Requirement:
Retype all of the data below word for word, but leave the pictures out.

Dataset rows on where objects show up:
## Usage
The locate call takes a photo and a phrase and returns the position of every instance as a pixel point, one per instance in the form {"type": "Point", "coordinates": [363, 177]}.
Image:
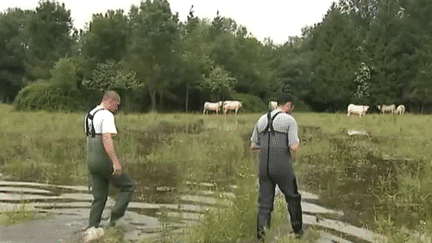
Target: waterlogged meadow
{"type": "Point", "coordinates": [380, 181]}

Final result:
## Usage
The locate call takes a photo and a phrase and returns the position of every instance as a pixel point, one per instance in the form {"type": "Point", "coordinates": [363, 177]}.
Image:
Target: waterlogged meadow
{"type": "Point", "coordinates": [380, 181]}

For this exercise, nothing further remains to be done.